START Given data

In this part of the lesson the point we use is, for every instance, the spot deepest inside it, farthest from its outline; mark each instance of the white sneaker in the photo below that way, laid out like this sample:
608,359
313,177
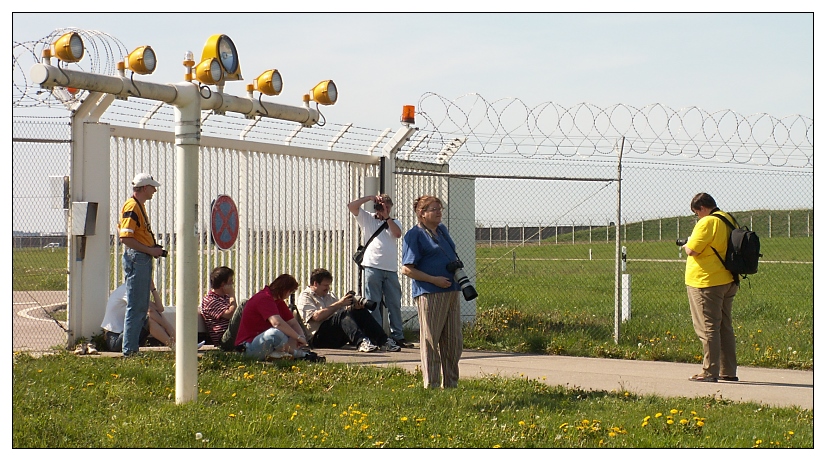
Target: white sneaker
367,346
391,346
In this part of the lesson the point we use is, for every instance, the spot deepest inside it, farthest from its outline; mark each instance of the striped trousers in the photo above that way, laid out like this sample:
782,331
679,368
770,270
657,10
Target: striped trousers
440,342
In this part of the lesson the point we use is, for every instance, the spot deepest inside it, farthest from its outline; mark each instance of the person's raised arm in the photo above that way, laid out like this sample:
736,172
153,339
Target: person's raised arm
357,203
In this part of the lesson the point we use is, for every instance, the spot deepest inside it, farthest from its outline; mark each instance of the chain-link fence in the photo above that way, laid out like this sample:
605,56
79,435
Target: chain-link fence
39,231
547,214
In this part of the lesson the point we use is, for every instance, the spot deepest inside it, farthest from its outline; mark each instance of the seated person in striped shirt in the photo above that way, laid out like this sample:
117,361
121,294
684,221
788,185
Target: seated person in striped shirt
219,305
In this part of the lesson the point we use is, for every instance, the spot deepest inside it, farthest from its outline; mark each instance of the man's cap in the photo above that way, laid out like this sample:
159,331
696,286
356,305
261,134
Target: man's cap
145,179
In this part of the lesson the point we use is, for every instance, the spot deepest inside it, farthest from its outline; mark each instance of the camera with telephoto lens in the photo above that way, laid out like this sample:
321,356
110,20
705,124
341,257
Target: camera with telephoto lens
362,302
455,268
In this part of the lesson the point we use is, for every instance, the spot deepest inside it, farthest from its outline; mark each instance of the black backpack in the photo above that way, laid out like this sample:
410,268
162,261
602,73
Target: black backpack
743,250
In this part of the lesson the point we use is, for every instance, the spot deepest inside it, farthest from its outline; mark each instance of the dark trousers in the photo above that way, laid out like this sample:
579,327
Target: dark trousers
348,326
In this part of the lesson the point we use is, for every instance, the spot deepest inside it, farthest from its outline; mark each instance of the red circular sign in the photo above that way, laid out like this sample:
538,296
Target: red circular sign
224,224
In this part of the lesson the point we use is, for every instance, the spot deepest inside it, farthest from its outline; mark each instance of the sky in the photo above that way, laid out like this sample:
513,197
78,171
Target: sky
748,63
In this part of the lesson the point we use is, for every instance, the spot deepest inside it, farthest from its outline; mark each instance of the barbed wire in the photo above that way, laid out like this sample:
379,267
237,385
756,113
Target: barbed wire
101,55
509,127
503,128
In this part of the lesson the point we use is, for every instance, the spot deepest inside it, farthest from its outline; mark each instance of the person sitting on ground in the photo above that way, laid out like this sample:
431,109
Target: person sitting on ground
218,305
334,322
268,328
155,324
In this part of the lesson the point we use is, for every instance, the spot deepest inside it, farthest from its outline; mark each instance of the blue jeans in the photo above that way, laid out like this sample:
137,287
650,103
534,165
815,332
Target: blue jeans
138,269
266,342
378,283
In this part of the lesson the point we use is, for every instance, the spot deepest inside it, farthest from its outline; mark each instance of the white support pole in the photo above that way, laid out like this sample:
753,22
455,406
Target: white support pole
626,297
617,280
187,143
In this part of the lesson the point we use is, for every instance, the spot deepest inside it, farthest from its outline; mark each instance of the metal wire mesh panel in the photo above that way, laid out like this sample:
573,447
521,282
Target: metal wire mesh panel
39,256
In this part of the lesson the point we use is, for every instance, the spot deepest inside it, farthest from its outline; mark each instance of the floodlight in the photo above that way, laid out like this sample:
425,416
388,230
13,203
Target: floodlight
69,47
209,72
269,82
222,48
325,93
142,60
409,114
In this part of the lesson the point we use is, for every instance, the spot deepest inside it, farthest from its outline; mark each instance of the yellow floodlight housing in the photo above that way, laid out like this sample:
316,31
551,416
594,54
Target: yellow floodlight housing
142,60
69,47
209,72
325,93
221,47
269,82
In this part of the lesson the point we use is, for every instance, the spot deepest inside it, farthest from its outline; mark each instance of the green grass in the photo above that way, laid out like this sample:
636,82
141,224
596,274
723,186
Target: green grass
558,298
553,299
39,269
66,401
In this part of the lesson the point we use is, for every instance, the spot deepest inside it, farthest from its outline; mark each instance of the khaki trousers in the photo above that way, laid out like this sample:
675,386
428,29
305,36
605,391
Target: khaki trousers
440,342
711,315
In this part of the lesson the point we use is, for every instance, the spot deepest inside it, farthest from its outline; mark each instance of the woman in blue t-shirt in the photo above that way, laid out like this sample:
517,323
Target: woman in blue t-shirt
427,249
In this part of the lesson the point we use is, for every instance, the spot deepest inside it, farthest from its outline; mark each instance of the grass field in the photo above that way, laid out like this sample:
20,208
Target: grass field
559,298
553,299
66,401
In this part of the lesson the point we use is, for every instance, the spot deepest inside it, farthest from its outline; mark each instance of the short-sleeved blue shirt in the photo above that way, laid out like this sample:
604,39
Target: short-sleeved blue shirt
429,255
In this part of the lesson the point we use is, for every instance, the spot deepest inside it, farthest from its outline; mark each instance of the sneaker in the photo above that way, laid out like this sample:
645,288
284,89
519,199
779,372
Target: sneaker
367,346
403,343
391,346
701,378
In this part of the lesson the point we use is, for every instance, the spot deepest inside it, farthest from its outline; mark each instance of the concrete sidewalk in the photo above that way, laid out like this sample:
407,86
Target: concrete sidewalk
772,387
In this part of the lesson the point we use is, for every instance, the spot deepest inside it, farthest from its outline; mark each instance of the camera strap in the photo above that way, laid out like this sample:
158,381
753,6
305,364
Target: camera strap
146,220
433,236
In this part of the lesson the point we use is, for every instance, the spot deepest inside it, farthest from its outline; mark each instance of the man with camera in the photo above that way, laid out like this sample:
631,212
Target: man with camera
711,290
333,322
381,260
136,234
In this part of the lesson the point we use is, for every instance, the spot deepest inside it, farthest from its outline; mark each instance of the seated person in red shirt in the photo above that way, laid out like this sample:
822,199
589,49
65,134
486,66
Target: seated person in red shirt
219,304
268,328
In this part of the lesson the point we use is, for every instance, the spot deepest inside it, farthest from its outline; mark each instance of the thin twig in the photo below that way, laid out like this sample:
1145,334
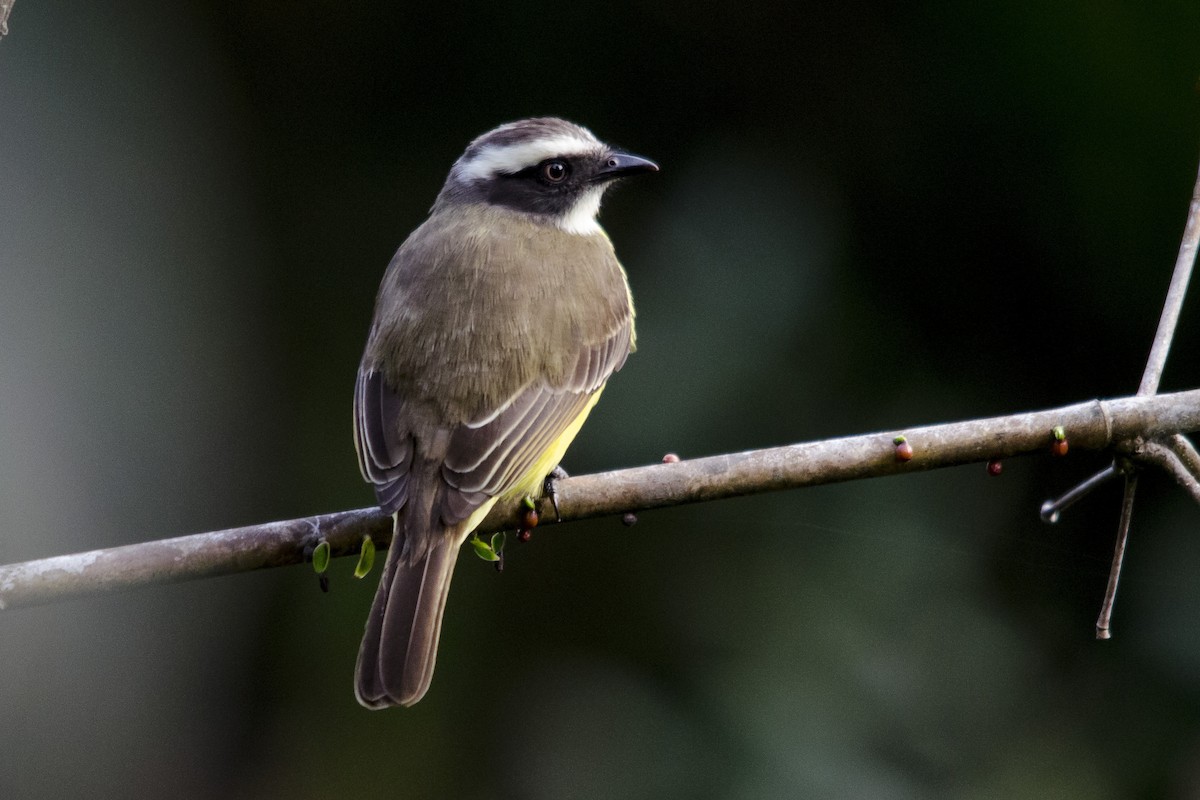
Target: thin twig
1186,452
1053,509
1175,294
1164,458
1150,380
1096,425
1110,593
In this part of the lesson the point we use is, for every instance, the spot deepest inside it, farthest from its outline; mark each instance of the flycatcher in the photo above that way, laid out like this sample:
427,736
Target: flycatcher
497,324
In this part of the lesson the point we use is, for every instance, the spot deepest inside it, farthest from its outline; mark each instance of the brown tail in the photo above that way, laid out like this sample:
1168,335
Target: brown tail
401,641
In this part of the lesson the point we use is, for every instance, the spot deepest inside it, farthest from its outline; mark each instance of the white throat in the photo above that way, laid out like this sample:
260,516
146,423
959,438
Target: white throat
581,220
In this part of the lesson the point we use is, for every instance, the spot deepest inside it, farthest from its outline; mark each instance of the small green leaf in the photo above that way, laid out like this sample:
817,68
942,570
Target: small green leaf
483,549
321,557
366,558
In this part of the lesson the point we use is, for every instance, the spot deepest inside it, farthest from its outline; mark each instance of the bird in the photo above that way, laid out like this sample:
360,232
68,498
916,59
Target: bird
497,325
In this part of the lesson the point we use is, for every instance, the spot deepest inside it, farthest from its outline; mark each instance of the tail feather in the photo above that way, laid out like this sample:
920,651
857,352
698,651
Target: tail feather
401,641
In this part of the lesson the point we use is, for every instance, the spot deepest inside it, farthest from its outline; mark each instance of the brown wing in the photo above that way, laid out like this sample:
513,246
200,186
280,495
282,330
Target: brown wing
483,457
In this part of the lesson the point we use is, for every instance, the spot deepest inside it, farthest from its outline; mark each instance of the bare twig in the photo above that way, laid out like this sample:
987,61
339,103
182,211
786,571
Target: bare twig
1053,509
1096,425
1164,458
1110,593
1150,380
1175,294
1186,452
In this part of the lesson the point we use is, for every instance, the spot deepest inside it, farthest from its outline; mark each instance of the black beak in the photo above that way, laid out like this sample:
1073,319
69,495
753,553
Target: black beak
621,164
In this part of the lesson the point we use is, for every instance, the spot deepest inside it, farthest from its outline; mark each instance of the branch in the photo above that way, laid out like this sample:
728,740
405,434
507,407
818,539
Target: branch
1095,425
1175,294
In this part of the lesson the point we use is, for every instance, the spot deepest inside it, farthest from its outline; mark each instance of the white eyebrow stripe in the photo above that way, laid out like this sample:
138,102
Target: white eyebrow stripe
493,160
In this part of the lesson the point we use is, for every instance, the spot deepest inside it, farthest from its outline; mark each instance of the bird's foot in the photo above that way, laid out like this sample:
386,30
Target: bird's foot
549,488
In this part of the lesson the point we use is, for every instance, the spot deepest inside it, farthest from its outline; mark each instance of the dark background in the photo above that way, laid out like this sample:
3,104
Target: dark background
869,216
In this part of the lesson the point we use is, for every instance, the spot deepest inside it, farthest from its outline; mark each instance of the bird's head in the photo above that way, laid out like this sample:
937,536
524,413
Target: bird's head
545,167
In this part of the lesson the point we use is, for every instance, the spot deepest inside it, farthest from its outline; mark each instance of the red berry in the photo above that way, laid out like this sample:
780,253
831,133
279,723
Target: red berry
529,519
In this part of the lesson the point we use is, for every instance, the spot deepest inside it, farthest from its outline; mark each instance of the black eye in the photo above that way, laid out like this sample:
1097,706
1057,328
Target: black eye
555,172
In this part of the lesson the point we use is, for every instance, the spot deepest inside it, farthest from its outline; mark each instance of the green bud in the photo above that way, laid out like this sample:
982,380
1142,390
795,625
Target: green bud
321,557
483,549
366,558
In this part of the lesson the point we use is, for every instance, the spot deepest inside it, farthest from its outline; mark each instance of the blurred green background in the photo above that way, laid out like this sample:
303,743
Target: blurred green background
869,216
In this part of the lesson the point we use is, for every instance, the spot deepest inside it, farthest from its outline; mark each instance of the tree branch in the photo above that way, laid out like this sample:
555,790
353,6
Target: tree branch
1095,425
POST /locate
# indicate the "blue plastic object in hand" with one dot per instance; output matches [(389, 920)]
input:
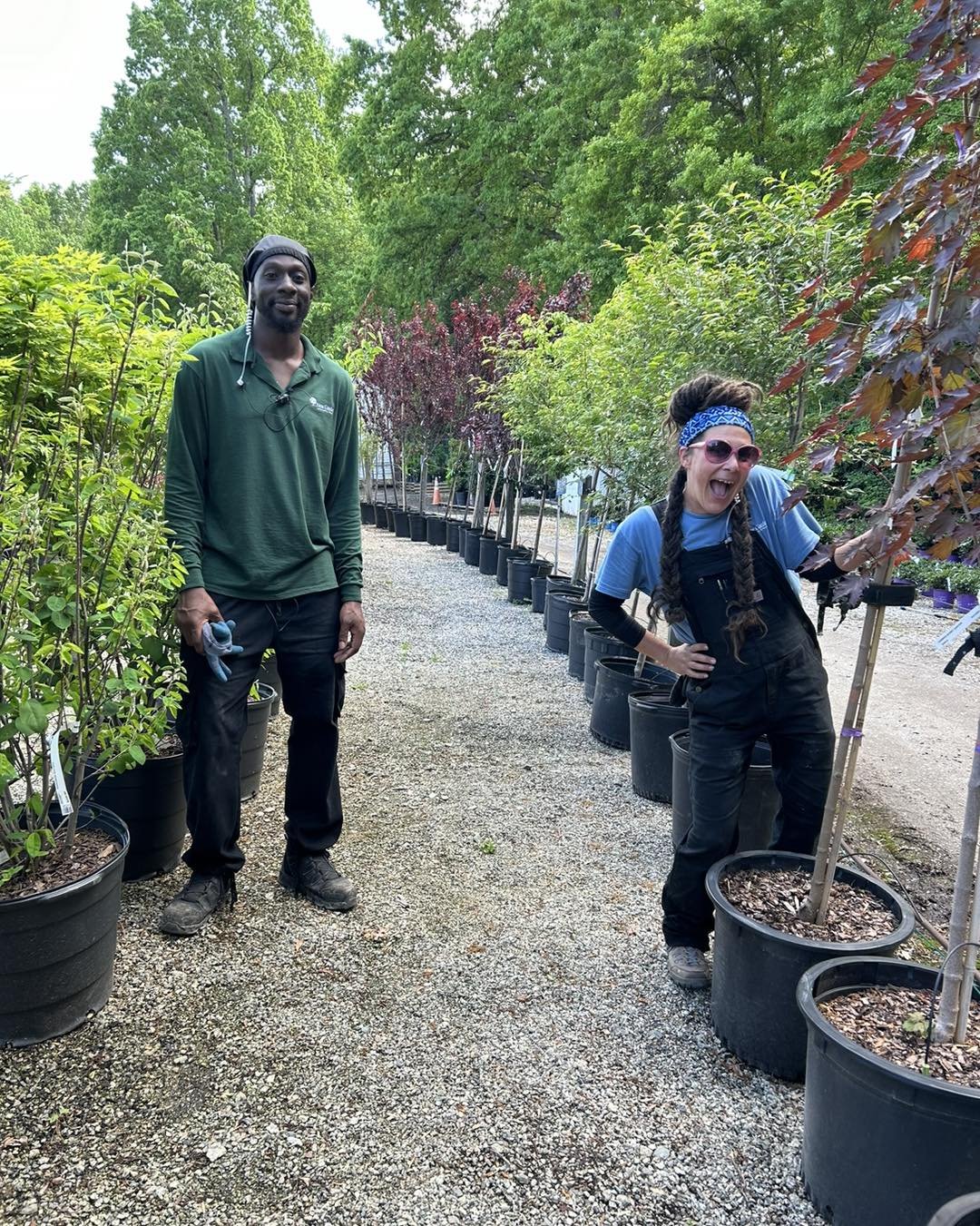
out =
[(217, 642)]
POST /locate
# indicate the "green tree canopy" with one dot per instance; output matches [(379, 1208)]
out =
[(223, 129)]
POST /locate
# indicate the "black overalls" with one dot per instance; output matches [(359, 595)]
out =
[(779, 689)]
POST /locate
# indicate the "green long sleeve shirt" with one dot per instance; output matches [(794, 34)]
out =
[(262, 498)]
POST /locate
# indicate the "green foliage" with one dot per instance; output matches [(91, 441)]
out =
[(223, 130), (710, 293), (87, 355), (544, 128), (44, 217)]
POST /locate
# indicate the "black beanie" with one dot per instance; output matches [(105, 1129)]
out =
[(275, 244)]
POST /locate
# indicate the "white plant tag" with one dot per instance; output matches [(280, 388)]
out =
[(956, 632), (60, 788)]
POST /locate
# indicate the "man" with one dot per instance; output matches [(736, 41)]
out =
[(262, 502)]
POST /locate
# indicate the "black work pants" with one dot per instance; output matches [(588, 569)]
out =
[(787, 701), (304, 633)]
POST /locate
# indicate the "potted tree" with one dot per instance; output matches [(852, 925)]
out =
[(86, 576), (916, 397)]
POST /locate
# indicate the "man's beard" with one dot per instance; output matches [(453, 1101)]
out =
[(282, 324)]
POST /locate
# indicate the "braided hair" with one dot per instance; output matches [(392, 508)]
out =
[(707, 391)]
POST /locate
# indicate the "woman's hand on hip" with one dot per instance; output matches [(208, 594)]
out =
[(690, 660)]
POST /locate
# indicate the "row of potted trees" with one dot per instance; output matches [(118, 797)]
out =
[(883, 1142)]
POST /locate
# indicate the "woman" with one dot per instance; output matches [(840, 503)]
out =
[(721, 561)]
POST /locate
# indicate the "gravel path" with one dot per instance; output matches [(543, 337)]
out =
[(488, 1038)]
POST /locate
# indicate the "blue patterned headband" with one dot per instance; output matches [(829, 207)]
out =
[(722, 415)]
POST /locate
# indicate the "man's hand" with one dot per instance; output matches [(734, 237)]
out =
[(192, 610), (351, 632)]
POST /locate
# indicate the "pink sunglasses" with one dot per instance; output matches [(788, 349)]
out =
[(718, 451)]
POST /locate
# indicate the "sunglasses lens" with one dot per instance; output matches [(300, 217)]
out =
[(718, 450)]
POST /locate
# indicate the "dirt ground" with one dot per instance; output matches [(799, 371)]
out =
[(920, 726)]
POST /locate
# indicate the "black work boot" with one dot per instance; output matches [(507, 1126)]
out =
[(187, 914), (316, 878)]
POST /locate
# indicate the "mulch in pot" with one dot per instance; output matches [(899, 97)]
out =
[(774, 897), (877, 1019), (88, 853)]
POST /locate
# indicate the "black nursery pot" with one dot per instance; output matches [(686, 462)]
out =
[(614, 683), (505, 553), (756, 968), (520, 576), (269, 676), (253, 743), (962, 1211), (597, 643), (652, 721), (150, 799), (558, 606), (488, 554), (760, 800), (56, 947), (471, 549), (578, 623), (882, 1145), (436, 530)]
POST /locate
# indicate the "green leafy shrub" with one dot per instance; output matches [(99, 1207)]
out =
[(87, 577)]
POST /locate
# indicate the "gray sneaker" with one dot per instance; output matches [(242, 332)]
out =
[(688, 967), (187, 914)]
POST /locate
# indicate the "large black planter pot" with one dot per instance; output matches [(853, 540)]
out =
[(269, 676), (554, 584), (150, 800), (253, 743), (882, 1145), (436, 530), (488, 554), (652, 721), (599, 643), (614, 682), (56, 947), (520, 576), (505, 553), (962, 1211), (760, 800), (558, 604), (578, 623), (756, 968), (539, 593), (475, 538)]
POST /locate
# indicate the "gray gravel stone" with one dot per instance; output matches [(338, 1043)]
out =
[(488, 1038)]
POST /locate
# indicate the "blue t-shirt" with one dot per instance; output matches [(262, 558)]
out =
[(633, 558)]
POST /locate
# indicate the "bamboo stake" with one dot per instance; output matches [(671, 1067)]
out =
[(557, 531), (540, 523), (849, 741), (518, 499), (952, 1008)]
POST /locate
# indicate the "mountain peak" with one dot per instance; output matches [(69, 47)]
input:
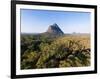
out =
[(54, 29)]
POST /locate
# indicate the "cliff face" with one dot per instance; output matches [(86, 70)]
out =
[(54, 29)]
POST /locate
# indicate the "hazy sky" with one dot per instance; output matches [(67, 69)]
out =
[(38, 21)]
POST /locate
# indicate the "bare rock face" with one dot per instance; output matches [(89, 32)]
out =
[(54, 29)]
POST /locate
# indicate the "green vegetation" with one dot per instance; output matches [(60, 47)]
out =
[(43, 51)]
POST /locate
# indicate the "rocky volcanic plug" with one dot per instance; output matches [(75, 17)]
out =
[(54, 29)]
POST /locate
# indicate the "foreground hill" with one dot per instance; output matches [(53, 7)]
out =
[(43, 51)]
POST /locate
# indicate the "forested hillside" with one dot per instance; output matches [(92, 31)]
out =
[(48, 51)]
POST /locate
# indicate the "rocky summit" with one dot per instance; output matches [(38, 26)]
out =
[(54, 29)]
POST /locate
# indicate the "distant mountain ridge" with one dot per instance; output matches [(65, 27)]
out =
[(54, 29)]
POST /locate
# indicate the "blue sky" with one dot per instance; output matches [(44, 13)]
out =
[(38, 21)]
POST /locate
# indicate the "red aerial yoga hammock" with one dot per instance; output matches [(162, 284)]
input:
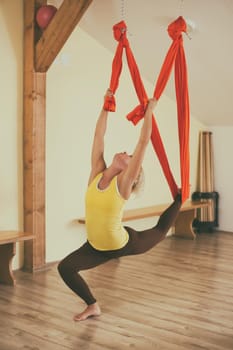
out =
[(175, 57)]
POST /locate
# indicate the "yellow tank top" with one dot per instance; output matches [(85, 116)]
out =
[(104, 210)]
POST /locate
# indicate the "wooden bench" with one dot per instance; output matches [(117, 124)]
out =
[(183, 226), (8, 241)]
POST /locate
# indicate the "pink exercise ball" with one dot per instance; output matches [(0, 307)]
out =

END Given data

Copy out, from the records above, every line that holds the string "sunglasses".

# indicate the "pink sunglasses" with one dot per instance; output matches [(788, 349)]
# indicate the "sunglasses lens" with one dot per instance; output matches [(300, 217)]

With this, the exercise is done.